### YOUR ASSIGNMENT:
Among the entries, find the lines with the string "fixture" and copy them.

(Stored records)
*** Block opens ***

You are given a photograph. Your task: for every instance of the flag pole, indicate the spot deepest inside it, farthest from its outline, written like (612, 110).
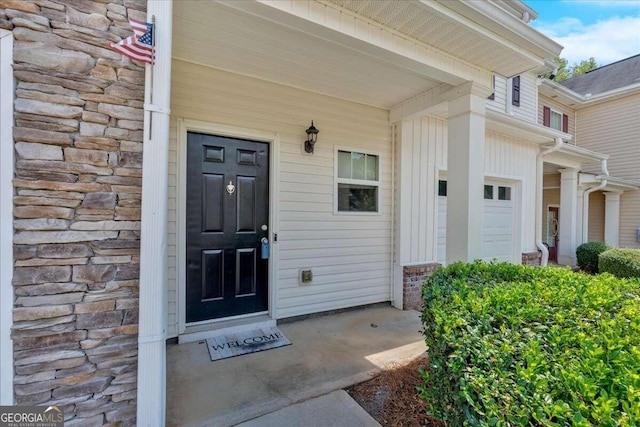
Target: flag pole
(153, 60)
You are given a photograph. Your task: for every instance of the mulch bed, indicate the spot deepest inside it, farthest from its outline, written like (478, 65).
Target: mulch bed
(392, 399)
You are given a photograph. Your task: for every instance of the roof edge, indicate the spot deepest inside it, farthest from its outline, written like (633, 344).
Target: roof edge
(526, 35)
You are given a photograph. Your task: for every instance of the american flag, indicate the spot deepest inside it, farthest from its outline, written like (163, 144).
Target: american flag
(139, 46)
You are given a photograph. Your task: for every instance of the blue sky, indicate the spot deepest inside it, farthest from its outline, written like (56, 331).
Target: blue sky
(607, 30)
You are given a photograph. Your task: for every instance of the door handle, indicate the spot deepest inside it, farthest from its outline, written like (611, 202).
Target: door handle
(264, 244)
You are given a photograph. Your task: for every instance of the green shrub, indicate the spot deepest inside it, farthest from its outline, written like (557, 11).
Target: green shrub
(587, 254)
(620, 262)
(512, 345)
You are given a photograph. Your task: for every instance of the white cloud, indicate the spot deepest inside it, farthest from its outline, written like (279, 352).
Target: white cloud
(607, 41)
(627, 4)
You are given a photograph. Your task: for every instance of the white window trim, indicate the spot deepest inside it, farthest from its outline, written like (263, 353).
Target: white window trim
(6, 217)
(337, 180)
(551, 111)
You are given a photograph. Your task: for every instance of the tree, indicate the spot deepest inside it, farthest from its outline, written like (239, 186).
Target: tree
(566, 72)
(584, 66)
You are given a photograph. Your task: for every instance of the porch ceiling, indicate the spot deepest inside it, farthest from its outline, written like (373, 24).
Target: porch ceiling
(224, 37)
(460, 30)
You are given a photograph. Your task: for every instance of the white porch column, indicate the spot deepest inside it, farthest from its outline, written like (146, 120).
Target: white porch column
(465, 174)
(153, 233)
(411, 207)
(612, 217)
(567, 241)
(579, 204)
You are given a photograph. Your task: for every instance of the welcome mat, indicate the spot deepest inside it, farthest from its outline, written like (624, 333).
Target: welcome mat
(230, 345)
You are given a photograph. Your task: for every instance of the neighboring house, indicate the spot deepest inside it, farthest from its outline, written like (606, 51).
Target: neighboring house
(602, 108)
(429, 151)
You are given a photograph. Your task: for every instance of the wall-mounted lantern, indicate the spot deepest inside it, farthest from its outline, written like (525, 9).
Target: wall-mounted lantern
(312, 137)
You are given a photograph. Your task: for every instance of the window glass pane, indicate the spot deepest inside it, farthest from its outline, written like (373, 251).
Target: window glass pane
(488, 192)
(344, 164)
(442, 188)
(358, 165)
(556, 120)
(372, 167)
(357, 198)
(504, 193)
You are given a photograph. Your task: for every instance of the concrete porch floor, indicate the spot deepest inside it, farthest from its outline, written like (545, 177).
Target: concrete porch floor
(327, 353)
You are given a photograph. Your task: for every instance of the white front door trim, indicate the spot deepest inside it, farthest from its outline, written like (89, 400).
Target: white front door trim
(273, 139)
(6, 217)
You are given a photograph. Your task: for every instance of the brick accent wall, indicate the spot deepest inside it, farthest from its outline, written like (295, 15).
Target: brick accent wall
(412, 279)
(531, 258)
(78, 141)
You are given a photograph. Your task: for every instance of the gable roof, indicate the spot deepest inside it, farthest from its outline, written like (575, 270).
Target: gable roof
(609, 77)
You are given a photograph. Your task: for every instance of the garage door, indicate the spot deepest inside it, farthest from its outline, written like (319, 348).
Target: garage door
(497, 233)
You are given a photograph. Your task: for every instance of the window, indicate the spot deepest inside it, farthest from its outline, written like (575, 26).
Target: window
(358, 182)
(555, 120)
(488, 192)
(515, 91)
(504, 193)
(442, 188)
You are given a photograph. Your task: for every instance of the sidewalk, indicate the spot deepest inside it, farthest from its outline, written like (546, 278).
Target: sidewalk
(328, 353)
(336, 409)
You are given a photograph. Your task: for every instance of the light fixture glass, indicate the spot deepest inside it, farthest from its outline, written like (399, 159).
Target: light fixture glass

*** Block closes ***
*** Block opens ***

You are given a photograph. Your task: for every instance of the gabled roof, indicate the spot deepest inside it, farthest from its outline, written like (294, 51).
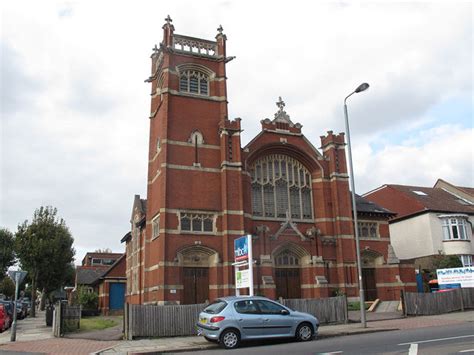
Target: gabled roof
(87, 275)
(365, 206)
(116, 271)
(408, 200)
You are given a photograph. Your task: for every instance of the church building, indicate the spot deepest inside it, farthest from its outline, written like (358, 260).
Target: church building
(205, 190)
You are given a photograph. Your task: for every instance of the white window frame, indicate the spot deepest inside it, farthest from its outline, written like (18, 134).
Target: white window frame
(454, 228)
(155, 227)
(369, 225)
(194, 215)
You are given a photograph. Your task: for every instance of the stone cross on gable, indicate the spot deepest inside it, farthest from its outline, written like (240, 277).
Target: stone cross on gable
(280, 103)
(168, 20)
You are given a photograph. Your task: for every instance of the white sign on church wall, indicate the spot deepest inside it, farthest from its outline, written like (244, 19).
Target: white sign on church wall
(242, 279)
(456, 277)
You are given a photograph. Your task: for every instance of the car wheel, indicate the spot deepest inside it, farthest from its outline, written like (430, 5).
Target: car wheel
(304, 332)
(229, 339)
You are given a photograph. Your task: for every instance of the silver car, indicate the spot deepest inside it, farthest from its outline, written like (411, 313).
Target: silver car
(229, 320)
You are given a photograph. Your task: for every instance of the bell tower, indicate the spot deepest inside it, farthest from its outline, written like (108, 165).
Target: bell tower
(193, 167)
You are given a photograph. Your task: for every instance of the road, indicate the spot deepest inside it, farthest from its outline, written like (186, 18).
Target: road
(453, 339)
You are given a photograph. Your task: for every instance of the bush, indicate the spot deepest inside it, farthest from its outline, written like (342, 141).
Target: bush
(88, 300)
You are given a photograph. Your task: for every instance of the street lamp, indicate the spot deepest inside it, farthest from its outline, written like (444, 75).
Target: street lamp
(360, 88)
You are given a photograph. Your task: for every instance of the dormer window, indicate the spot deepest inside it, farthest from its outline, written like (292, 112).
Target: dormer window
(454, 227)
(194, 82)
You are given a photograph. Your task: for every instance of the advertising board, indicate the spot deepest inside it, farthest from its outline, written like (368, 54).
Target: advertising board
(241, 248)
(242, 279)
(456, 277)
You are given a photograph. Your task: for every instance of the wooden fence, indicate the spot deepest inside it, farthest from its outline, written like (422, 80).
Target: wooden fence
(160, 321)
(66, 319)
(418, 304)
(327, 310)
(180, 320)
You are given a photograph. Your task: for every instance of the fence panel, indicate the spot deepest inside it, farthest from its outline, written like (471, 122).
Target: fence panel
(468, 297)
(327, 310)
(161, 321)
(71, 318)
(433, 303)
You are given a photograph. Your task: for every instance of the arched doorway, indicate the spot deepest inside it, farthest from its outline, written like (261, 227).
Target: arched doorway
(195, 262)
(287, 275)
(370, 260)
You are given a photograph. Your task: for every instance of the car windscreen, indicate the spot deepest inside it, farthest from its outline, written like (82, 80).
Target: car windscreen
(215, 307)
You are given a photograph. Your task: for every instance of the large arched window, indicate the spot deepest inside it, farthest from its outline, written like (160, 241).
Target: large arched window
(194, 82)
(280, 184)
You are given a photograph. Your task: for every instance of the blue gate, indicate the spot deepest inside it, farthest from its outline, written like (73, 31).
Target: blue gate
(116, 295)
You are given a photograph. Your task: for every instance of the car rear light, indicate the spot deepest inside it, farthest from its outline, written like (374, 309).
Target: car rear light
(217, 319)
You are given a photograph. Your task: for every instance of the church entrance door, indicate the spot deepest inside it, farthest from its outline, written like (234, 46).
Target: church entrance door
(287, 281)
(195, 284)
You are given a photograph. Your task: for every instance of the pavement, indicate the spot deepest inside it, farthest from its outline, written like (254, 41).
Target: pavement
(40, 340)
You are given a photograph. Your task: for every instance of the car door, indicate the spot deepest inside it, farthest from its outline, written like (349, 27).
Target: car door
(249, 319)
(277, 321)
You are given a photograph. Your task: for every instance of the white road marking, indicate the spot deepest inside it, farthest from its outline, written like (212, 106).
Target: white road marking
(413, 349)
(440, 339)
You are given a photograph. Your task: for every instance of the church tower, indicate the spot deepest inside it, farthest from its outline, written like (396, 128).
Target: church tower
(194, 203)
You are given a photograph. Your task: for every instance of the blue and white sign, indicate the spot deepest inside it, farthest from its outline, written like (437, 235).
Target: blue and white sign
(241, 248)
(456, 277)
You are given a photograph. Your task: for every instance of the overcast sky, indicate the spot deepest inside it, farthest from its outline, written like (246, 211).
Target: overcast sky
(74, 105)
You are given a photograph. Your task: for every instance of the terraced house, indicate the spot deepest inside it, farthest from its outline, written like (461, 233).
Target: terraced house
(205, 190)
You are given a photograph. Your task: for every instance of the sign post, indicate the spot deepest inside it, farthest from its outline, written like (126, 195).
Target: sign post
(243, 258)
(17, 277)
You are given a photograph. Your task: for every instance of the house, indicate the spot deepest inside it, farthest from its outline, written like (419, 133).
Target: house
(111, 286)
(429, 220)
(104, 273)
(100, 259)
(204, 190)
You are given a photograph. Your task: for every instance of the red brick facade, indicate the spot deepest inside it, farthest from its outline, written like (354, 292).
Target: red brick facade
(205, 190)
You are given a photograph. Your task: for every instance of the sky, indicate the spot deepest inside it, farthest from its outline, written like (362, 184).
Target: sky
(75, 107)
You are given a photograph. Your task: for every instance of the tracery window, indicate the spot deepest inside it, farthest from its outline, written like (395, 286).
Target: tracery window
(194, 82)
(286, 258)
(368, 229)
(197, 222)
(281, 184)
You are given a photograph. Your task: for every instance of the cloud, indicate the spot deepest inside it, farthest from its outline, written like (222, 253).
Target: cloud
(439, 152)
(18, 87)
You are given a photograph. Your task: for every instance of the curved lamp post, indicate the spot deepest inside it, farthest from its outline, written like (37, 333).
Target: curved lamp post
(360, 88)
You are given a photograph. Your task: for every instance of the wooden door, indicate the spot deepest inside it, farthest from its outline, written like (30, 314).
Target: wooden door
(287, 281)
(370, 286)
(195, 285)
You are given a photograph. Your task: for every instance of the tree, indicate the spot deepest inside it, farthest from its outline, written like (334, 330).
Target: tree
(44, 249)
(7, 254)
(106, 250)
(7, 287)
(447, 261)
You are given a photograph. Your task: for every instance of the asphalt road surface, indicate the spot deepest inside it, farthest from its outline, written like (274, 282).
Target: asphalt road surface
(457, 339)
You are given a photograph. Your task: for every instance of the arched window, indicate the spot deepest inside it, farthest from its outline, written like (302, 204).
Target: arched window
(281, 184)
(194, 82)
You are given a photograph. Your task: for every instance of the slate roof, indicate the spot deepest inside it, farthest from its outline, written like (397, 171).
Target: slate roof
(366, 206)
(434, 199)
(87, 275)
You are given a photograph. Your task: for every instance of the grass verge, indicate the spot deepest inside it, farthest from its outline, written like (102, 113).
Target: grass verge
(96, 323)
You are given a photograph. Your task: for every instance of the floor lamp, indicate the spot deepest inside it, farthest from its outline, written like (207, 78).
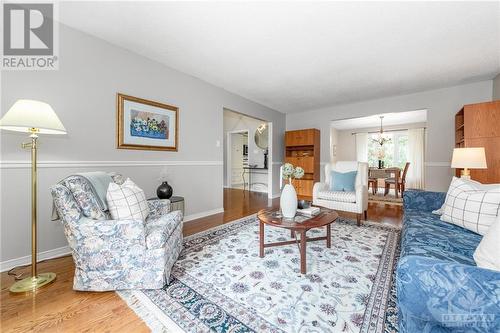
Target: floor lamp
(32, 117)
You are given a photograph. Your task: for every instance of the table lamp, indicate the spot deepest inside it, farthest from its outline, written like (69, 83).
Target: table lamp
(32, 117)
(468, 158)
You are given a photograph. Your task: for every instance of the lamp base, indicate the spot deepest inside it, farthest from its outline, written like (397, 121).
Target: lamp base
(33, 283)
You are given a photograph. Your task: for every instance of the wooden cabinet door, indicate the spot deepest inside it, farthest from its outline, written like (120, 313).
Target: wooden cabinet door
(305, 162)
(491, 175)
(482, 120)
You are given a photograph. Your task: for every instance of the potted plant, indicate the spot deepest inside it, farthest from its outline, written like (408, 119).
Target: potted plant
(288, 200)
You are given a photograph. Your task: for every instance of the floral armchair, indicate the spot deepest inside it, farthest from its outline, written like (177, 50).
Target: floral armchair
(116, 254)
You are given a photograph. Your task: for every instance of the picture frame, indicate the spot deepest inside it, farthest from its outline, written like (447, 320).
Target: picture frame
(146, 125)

*** Block closes ***

### ANSWER TO THIS PROBLEM:
You are given a photograph. Your task: for every instance of the light fixture glass, indicate the spot deepest inside it, farthest from its outline, written like (399, 159).
Target: light fixture glass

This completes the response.